**Document**
In my effort to increase my knowledge of the tools that comprise the linux command line, I've taken the time to review how to use regular expressions by reading a short guide written in 1991. Below are my notes.
***
Regular expressions are used to search for lines of text that match a specific pattern. RE's match text on a per line basis - they do not match patterns that start on one line and end on another.
Characters used for regular expressions can be placed into one of three categories: anchors, character sets, and modifiers.
Anchors are used to specify the position of the pattern in relation to a line of text. Character Sets match one or more characters in a single position. Modifiers specify how many times the previous character set is repeated.
I. Anchors
Two anchor characters are "^" and "$". They are used to match to the beginning and end of a line respectively.
The characters "\<" and "\>" are anchors as as well, see the modifier section below for their details.
II. Character Sets
A simple character set is "hello", this will match "hello" anywhere in the text.
The "." wildcard matches any character.
Characters inside square brackets "[]" match to a character if the character equals any 1 of the characters inside the square brackets.
^[012345689]$ will match a single digit that is not the digit 7.
Square brackets can be used with a shorthand range notation. This shorthand notation can include multiple ranges.

**Records shown**
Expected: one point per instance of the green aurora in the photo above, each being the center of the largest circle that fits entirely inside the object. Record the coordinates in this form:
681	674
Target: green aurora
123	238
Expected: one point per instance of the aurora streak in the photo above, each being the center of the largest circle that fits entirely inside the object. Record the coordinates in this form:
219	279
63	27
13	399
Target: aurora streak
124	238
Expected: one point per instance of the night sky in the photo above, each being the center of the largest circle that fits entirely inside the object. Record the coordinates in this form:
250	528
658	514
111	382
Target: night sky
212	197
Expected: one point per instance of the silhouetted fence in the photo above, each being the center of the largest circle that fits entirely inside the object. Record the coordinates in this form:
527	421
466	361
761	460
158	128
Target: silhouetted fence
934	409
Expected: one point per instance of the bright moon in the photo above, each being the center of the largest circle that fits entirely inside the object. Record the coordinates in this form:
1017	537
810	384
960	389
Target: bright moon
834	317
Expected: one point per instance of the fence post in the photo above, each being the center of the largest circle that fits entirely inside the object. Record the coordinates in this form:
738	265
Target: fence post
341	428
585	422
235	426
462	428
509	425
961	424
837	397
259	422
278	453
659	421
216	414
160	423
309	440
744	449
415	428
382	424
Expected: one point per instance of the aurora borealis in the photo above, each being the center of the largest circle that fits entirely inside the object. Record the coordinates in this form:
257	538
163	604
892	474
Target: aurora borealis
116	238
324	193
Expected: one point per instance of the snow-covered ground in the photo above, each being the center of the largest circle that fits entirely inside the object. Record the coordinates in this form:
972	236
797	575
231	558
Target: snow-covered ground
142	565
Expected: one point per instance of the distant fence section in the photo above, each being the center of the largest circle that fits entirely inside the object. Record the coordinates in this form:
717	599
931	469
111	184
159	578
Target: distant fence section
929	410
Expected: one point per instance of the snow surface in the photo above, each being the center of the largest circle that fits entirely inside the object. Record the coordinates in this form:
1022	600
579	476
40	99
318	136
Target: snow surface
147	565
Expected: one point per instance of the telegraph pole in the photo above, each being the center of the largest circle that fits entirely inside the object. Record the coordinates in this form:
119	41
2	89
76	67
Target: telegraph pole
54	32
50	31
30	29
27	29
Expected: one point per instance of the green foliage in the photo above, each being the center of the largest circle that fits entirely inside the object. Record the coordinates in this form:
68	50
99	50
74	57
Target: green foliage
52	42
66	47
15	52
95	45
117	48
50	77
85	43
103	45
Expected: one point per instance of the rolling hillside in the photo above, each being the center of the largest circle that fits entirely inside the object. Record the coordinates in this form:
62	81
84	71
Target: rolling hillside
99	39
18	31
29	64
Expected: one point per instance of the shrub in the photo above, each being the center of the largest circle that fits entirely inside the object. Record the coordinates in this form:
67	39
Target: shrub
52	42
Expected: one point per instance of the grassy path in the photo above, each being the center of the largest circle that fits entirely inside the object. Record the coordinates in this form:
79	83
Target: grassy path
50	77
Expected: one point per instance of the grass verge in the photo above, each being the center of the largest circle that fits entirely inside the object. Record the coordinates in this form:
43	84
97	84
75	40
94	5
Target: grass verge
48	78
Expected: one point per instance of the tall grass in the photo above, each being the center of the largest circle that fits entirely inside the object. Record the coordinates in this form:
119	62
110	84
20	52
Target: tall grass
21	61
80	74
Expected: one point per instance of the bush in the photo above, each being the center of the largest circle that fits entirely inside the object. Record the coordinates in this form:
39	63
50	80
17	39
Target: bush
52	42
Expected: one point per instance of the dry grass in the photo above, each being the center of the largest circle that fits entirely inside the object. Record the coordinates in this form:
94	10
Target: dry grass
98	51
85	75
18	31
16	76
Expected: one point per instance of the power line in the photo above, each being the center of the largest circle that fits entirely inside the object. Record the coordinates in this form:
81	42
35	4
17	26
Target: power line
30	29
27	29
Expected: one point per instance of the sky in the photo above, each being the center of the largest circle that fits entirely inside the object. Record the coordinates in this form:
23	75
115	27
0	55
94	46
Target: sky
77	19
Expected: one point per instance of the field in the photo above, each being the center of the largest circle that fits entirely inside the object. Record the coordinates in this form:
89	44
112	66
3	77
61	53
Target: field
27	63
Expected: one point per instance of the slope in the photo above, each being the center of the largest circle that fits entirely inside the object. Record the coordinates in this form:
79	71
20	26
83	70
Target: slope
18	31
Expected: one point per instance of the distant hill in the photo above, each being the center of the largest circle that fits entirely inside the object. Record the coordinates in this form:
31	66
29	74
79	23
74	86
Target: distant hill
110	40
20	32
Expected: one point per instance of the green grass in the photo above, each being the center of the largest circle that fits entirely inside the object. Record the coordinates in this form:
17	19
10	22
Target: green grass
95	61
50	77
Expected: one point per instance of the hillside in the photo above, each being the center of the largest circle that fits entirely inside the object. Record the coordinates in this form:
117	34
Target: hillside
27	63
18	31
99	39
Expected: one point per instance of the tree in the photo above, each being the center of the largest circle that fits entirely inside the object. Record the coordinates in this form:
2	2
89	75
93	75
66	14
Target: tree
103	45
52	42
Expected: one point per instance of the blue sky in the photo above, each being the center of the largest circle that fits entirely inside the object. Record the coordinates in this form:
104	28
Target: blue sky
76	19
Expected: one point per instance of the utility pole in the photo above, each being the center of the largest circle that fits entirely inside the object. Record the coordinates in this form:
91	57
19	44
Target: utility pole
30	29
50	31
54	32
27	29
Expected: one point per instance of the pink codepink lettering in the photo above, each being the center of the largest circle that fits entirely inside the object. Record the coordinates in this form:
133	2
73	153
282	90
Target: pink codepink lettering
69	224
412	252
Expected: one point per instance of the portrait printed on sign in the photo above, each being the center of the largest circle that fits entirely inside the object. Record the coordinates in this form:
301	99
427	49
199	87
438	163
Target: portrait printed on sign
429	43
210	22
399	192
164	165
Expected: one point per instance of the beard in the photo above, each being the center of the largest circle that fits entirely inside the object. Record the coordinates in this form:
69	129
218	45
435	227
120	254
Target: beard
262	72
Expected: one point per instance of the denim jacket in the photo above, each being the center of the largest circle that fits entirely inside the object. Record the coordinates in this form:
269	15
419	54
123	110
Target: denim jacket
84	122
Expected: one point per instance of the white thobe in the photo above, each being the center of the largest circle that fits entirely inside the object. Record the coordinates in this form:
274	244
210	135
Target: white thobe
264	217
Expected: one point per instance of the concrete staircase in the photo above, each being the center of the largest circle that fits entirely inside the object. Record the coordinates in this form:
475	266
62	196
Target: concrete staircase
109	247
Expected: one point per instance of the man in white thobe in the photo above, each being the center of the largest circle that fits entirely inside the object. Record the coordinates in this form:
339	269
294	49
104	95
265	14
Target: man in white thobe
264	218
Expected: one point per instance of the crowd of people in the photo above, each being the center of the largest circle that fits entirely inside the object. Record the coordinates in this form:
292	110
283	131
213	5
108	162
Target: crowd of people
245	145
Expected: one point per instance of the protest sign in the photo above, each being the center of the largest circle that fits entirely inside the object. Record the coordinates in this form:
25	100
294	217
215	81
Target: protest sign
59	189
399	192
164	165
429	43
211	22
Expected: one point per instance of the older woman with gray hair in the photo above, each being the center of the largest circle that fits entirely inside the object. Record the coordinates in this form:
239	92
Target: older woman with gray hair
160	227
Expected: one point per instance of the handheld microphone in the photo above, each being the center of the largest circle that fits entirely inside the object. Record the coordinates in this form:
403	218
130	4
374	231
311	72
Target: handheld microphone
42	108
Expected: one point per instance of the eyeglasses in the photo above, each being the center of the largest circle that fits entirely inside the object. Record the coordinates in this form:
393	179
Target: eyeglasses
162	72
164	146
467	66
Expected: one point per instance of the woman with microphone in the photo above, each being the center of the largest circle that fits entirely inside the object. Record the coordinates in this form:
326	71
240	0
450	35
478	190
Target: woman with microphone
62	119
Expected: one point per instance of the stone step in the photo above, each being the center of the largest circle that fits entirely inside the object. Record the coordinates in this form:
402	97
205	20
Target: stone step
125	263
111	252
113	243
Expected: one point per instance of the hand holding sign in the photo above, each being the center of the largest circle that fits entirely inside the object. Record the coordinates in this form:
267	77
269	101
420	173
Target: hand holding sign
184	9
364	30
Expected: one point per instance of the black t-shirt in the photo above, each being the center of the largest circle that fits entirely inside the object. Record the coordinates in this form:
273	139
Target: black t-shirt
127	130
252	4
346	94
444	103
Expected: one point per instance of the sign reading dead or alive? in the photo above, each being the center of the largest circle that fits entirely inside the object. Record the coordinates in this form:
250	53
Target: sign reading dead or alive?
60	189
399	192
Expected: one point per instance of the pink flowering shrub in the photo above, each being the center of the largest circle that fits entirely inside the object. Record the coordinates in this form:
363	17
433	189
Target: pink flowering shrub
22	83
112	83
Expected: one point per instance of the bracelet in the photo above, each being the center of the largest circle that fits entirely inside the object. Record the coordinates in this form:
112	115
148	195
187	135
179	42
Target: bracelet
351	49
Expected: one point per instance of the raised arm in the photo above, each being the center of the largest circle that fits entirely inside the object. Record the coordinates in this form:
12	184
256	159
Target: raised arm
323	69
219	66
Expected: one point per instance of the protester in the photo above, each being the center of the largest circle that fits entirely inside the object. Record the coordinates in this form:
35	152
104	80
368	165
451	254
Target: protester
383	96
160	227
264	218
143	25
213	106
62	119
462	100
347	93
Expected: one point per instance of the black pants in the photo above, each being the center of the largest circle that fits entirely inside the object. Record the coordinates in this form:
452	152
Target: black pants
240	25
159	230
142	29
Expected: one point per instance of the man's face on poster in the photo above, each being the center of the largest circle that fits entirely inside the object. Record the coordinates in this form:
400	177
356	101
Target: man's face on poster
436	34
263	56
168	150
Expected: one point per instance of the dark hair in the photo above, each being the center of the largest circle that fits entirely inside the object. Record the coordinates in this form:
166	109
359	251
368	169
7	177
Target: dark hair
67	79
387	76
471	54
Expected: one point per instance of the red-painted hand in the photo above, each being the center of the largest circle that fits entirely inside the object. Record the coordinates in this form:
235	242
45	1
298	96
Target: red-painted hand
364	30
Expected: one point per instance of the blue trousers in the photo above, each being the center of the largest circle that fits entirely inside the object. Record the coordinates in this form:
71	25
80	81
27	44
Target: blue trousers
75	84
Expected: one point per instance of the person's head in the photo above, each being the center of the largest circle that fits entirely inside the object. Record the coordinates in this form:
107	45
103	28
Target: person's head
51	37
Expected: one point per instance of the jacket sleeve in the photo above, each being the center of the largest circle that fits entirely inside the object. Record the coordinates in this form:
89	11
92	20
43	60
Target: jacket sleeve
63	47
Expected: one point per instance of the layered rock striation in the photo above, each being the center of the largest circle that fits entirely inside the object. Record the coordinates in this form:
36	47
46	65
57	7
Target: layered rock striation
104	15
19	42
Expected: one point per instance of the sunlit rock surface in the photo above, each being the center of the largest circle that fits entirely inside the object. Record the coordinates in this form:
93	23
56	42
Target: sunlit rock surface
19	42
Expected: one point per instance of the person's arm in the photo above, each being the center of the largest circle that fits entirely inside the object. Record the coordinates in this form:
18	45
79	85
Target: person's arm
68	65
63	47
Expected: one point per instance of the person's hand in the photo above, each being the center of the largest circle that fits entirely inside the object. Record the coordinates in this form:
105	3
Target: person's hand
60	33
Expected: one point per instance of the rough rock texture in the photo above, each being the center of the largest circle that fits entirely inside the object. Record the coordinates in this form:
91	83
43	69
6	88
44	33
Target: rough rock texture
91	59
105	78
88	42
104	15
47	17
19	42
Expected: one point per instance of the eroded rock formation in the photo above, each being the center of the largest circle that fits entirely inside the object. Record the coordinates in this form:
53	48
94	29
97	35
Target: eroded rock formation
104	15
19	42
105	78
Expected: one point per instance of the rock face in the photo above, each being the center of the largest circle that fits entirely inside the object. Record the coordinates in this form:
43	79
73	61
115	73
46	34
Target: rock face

**Jobs**
**A.** Pull out every line of the rows above that contains the word "eroded".
**B.** Continue the regular expression notes from the point where they stop.

**Answers by task**
**A.**
Expected: one point per instance of the eroded rock formation in the photo above, each being the center of the largest circle that fits entirely inside the object. Record the coordinates in this form:
Target: eroded rock formation

**B.**
^[0-9]$ is equivalent to ^[0123456789]$
[A-Za-z0-9_] will match a single number, letter, or underscore.
Multiple character sets can be combined by placing them adjacent to each other. Placing a "^" before a character set matches to all characters *except* what is in the brackets.
[aeiou][^aeiou] matches a vowel followed by a non-vowel.
To include a "-" in a character set one can place "-" directly after the opening square bracket. To include a "[" or a "]" one can use an escape backslash.
[-0-9] will match a "-" or a digit.
[-\]] will match a "-" or a "]".
III. Modifiers
The asterisk "*" matches zero or more copies of the previous character set. To match one or more of the previous character set, one can repeat the character set before placing the asterisk.
[0-9][0-9][0-9]* will match a number with 2 or more digits.
To match a character set to text that repeats that character set within a specific range of times, one can use "\{" and "\}". Note that this is an example of when a backslash, normally used to escape characters, causes a character to have a function within a regular expression. Backslashes enabling a special function occurs when the backslash is placed before a "<" or ">" or "{" or "}" or "(" or ")" or a digit.
[A-Z]\{3,5\} will match 3-5 upper case letters.
The possible values for x and y in \{x,y\} are 0-255. If the y value is omitted, the character set can be repeated x or more times. If the comma is also omitted then the character set must repeat exactly x times.
To search for words, character sets are placed between "\<" and "\>".
"\<[tT]he\>" will match the word "the" (but not to a word containing "the" such as "other".)
Backreferences - i.e. matching to a previously found pattern - are made using "\(,\)" and "\1".
"\([a-z]\)\1" will match two adjacent identical lower case letters.
Extended Regular Expressions
egrep and awk use extended regular expressions. ERE's do not have the characters whose special meaning are activated via backslash - "\{" , "\}", "\<", "\>", "\(", "\)" .
ERE's have two modifiers not found in basic regular expressions:
"?" matches to 0 or 1 instances of the character set before.
"+" matches to 1 or more isntances of the character set before.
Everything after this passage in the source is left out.